→ **What needs to be done**:
Rewrite the rows from the line with "of the window." up to and including the line with "x=221, y=207", requests included, and shift every coordinate in the answers up by 79.

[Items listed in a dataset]
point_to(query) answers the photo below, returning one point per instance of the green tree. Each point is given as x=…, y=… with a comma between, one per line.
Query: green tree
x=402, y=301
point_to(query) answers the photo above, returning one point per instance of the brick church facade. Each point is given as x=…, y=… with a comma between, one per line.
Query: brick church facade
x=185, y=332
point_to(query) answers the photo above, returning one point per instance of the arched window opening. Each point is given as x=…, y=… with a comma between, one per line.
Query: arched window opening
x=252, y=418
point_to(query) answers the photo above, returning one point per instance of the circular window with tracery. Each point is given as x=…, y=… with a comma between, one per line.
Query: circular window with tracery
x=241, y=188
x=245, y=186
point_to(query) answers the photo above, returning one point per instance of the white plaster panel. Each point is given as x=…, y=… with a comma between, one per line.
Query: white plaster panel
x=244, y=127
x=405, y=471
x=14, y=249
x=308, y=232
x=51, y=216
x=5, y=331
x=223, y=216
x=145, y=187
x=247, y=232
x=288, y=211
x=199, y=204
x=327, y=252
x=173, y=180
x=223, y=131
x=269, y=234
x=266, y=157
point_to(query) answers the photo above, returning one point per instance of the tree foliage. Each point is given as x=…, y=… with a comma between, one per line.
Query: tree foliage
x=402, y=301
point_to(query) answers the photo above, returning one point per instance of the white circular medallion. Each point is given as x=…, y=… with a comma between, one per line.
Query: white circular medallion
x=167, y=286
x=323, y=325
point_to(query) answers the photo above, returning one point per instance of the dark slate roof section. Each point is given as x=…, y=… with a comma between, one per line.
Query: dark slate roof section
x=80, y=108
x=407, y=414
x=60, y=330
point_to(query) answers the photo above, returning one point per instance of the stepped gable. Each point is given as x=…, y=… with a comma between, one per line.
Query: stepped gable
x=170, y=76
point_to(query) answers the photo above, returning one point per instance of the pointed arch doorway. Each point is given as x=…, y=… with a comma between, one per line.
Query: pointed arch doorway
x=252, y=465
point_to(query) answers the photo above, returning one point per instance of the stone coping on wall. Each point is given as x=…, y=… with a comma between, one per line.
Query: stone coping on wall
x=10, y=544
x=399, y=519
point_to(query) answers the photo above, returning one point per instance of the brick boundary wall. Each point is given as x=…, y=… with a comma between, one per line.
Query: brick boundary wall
* * *
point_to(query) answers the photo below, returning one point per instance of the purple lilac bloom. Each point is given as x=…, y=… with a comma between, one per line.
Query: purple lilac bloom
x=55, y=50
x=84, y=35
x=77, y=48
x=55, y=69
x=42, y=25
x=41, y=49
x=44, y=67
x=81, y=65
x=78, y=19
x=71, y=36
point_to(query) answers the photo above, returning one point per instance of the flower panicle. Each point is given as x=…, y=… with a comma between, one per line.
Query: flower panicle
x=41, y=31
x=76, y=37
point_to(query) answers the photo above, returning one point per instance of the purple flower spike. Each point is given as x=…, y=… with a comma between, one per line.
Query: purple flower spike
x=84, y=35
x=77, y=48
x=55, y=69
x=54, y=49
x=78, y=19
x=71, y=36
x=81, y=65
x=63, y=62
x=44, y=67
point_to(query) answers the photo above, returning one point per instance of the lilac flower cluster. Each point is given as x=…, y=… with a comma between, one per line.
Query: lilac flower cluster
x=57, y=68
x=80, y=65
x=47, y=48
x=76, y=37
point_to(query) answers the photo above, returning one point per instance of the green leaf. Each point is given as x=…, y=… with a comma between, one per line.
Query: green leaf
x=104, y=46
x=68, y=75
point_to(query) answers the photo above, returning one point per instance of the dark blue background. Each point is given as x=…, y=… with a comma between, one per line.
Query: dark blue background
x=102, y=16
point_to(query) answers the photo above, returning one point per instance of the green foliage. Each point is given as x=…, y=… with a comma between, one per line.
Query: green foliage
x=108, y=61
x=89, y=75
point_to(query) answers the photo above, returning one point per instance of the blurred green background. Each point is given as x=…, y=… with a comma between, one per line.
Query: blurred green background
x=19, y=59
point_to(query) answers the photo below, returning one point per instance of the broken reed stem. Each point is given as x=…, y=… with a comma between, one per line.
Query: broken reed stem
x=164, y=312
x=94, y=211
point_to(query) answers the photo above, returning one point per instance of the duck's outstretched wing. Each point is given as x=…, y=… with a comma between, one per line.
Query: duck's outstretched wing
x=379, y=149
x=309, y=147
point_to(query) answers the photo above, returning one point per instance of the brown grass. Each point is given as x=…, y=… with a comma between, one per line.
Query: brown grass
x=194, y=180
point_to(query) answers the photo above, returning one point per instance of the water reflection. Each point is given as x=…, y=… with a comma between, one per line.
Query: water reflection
==
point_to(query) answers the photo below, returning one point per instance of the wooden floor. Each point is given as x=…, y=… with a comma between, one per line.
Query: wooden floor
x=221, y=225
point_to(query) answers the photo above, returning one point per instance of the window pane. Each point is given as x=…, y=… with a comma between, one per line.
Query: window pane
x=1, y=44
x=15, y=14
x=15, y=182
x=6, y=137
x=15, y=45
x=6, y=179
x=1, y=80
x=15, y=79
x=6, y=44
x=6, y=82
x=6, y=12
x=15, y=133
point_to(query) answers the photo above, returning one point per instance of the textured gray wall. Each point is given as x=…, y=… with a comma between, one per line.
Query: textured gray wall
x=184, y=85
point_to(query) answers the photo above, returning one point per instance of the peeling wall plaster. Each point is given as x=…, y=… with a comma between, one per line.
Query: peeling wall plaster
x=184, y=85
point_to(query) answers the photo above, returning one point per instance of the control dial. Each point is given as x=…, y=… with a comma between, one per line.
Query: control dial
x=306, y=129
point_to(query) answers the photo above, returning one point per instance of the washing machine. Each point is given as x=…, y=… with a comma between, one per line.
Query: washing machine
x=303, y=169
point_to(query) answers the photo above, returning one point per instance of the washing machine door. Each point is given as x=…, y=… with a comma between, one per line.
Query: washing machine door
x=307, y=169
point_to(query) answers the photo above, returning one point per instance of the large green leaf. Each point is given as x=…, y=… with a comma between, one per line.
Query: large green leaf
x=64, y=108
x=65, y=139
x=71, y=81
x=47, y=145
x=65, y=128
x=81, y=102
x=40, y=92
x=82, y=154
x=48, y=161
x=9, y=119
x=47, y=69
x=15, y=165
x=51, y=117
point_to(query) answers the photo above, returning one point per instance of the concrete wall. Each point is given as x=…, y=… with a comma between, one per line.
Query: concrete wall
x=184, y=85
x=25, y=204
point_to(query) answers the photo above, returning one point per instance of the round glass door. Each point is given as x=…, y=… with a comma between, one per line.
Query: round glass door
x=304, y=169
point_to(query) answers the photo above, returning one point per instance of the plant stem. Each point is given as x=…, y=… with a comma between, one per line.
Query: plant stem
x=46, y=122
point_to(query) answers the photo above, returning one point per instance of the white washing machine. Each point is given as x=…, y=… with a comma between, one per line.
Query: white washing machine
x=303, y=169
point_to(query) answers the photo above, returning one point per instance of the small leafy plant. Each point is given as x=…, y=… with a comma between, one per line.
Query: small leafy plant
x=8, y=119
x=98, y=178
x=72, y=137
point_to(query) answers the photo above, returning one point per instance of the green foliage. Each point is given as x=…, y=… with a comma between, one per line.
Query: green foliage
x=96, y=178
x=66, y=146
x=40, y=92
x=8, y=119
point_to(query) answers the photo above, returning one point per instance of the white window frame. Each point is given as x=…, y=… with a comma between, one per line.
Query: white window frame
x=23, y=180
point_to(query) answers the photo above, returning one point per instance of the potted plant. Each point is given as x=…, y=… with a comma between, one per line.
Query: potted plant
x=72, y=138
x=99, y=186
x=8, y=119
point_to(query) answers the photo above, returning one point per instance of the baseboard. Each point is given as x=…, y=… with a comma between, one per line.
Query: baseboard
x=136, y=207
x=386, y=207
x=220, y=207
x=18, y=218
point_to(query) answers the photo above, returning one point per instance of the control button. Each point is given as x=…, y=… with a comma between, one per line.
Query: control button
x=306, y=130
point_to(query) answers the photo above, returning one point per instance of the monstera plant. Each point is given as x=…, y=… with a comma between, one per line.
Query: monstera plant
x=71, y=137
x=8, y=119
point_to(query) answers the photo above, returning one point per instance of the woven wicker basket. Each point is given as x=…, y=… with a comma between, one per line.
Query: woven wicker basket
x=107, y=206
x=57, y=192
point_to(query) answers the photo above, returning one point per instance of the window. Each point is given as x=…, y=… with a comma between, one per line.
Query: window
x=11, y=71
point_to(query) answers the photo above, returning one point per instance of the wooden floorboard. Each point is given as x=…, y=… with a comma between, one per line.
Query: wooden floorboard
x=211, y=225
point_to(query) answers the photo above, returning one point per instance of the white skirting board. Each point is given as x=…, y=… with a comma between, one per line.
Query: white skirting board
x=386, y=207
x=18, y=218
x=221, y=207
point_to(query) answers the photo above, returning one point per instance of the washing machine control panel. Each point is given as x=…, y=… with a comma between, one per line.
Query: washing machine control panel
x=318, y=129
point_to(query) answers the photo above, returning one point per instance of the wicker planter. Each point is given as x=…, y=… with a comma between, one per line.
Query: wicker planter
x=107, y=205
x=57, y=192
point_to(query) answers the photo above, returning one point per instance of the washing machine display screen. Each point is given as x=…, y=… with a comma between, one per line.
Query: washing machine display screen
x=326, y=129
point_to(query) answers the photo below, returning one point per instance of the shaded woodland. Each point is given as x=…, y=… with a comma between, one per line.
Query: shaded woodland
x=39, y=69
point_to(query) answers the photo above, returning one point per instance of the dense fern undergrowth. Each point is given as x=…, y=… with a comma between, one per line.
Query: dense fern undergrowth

→ **In response**:
point_to(query) answers the photo above, returning one point per instance of the window. Each point is given as x=…, y=… with a comma between, one per line.
Query: window
x=90, y=150
point_to(query) answers the photo above, returning one point per instance of the wooden floorboard. Each point is given as x=…, y=… with a comma between, one per line.
Query: wooden floorboard
x=290, y=304
point_to(query) answers the photo above, returning one point per instance of the white skirting board. Each point is given as x=…, y=… with a comma between, one per line.
Query: white skirting board
x=465, y=286
x=97, y=297
x=300, y=286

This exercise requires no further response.